■ **Extracted data**:
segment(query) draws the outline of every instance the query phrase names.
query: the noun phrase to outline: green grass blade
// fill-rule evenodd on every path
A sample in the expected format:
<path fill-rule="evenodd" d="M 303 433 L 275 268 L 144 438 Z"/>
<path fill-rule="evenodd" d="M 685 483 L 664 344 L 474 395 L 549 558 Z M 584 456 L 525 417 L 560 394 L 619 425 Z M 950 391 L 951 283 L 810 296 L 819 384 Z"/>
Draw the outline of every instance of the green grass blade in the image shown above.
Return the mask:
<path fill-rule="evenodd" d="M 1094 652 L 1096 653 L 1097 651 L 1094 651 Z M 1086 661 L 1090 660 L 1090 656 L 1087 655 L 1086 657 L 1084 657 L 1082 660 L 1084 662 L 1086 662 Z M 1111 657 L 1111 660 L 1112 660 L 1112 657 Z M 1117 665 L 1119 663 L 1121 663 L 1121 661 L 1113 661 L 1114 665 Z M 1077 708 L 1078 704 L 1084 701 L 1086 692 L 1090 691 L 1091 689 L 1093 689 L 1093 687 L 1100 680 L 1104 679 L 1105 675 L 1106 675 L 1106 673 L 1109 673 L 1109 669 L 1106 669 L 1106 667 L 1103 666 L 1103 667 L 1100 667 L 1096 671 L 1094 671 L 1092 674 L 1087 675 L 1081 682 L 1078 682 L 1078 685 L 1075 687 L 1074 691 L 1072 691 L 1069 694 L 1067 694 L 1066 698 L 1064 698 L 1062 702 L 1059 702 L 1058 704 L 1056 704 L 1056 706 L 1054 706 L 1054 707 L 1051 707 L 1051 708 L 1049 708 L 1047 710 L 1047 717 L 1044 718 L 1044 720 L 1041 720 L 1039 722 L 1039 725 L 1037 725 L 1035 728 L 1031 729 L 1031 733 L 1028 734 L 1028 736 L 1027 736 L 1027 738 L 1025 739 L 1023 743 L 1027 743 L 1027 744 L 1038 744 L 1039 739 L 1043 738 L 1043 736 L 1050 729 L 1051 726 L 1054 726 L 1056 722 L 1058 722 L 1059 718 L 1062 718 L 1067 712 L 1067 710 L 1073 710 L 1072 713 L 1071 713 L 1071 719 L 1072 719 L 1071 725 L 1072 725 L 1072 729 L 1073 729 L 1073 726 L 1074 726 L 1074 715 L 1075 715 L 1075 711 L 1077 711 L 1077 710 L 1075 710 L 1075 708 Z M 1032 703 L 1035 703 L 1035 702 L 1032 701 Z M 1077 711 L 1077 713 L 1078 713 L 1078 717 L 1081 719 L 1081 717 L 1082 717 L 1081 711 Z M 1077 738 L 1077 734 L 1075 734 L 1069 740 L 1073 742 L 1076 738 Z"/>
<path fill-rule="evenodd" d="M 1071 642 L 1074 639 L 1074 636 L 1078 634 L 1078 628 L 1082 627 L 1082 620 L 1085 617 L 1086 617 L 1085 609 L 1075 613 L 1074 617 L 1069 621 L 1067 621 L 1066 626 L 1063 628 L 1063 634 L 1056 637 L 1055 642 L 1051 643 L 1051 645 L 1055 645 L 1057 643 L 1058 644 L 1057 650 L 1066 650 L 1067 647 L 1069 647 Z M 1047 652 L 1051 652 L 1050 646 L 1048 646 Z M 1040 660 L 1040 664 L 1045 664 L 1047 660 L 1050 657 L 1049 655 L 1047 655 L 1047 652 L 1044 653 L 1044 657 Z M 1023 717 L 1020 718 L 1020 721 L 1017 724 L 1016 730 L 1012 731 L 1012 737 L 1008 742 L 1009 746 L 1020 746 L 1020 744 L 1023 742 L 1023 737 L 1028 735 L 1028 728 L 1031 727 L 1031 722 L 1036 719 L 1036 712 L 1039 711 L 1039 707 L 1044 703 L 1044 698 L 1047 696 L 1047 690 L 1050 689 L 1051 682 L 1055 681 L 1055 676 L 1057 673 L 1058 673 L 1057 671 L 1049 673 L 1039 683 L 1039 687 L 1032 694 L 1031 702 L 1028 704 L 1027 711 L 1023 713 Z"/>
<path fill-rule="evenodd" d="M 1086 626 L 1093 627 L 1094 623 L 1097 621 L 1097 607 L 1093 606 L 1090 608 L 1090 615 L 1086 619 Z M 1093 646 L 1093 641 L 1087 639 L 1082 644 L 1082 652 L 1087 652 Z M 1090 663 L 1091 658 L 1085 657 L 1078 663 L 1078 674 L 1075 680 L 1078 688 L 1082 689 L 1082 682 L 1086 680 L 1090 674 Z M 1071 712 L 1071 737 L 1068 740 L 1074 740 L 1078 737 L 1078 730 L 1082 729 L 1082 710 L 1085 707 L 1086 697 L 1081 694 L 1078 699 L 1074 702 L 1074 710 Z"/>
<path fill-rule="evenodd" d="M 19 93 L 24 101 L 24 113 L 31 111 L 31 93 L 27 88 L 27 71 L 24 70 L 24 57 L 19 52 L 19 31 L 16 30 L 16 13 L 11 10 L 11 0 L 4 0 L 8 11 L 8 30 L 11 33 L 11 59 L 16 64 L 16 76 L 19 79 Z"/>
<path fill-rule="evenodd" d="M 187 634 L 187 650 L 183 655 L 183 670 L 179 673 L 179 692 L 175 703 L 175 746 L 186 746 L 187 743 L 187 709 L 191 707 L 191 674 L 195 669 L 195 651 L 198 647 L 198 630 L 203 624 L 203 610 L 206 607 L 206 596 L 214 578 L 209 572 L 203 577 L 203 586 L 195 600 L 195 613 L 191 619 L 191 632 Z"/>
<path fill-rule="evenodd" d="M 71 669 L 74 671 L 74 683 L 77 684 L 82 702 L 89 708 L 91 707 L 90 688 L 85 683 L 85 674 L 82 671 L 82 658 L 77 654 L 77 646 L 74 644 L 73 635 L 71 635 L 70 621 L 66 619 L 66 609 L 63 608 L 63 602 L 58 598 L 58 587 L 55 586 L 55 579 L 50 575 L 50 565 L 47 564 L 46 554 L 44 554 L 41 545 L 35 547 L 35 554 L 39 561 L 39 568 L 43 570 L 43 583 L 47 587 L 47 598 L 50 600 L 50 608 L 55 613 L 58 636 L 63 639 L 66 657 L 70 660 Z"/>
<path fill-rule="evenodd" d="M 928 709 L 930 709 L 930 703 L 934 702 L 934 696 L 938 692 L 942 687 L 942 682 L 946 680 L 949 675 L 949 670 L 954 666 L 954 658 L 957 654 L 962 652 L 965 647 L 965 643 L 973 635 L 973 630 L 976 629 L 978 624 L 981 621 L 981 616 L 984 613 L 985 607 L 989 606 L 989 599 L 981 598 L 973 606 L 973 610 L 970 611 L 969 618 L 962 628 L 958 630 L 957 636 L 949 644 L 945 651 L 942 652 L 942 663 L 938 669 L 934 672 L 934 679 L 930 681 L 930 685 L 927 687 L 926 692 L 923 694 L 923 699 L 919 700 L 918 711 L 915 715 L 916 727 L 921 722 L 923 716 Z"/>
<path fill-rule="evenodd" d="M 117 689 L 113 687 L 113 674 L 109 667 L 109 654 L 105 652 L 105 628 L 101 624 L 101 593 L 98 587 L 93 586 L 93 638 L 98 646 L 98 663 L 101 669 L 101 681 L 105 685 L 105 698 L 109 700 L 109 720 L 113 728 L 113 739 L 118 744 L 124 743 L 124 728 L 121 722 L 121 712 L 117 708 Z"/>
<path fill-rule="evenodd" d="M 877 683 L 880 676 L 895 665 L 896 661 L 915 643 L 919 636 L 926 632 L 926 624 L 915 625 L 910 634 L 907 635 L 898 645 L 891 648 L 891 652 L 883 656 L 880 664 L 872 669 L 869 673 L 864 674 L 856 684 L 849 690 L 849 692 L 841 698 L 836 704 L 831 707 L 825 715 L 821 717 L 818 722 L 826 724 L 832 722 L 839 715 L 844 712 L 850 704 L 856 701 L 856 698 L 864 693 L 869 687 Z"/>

■ **Task instructions**: Copy out the entries from the start of the entries up to and including the line with "1094 652 L 1096", reproducing each line unchanged.

■ **Output of the exercise**:
segment(query) draws the outline of every instance the query phrase names.
query: the noun phrase to outline: green grass blade
// fill-rule evenodd on every path
A sample in the expected format:
<path fill-rule="evenodd" d="M 303 433 L 275 268 L 144 438 Z"/>
<path fill-rule="evenodd" d="M 685 483 L 664 344 L 474 395 L 549 558 Z M 584 456 L 525 417 L 560 394 L 619 425 Z M 950 391 L 951 283 L 810 296 L 819 384 Z"/>
Draw the outline of every instance of the green grass blade in the image shown above.
Return the mask:
<path fill-rule="evenodd" d="M 1094 652 L 1096 653 L 1097 651 L 1094 651 Z M 1086 661 L 1090 660 L 1090 656 L 1087 655 L 1086 657 L 1084 657 L 1082 660 L 1084 662 L 1086 662 Z M 1111 657 L 1111 660 L 1112 660 L 1112 657 Z M 1117 665 L 1119 663 L 1121 663 L 1121 661 L 1113 661 L 1114 665 Z M 1077 708 L 1078 704 L 1084 701 L 1086 692 L 1090 691 L 1091 689 L 1093 689 L 1093 687 L 1100 680 L 1104 679 L 1105 675 L 1106 675 L 1106 673 L 1109 673 L 1109 669 L 1106 669 L 1106 667 L 1103 666 L 1103 667 L 1100 667 L 1096 671 L 1094 671 L 1092 674 L 1087 675 L 1081 682 L 1078 682 L 1078 685 L 1075 687 L 1074 691 L 1072 691 L 1069 694 L 1067 694 L 1066 698 L 1064 698 L 1062 702 L 1059 702 L 1058 704 L 1056 704 L 1056 706 L 1054 706 L 1054 707 L 1051 707 L 1051 708 L 1049 708 L 1047 710 L 1047 717 L 1044 718 L 1044 720 L 1041 720 L 1039 722 L 1039 725 L 1037 725 L 1035 728 L 1031 729 L 1031 733 L 1028 734 L 1028 736 L 1027 736 L 1027 738 L 1025 739 L 1023 743 L 1027 743 L 1027 744 L 1038 744 L 1039 739 L 1043 738 L 1043 736 L 1050 729 L 1051 726 L 1054 726 L 1056 722 L 1058 722 L 1059 718 L 1062 718 L 1067 712 L 1067 710 L 1073 710 L 1072 713 L 1071 713 L 1071 719 L 1072 719 L 1071 725 L 1072 725 L 1072 729 L 1073 729 L 1073 726 L 1074 726 L 1074 715 L 1075 715 L 1075 711 L 1077 711 L 1077 710 L 1075 710 L 1075 708 Z M 1032 703 L 1035 703 L 1035 702 L 1032 701 Z M 1077 711 L 1077 713 L 1078 713 L 1078 717 L 1081 719 L 1081 717 L 1082 717 L 1081 711 Z M 1077 738 L 1077 734 L 1075 734 L 1069 740 L 1073 742 L 1076 738 Z"/>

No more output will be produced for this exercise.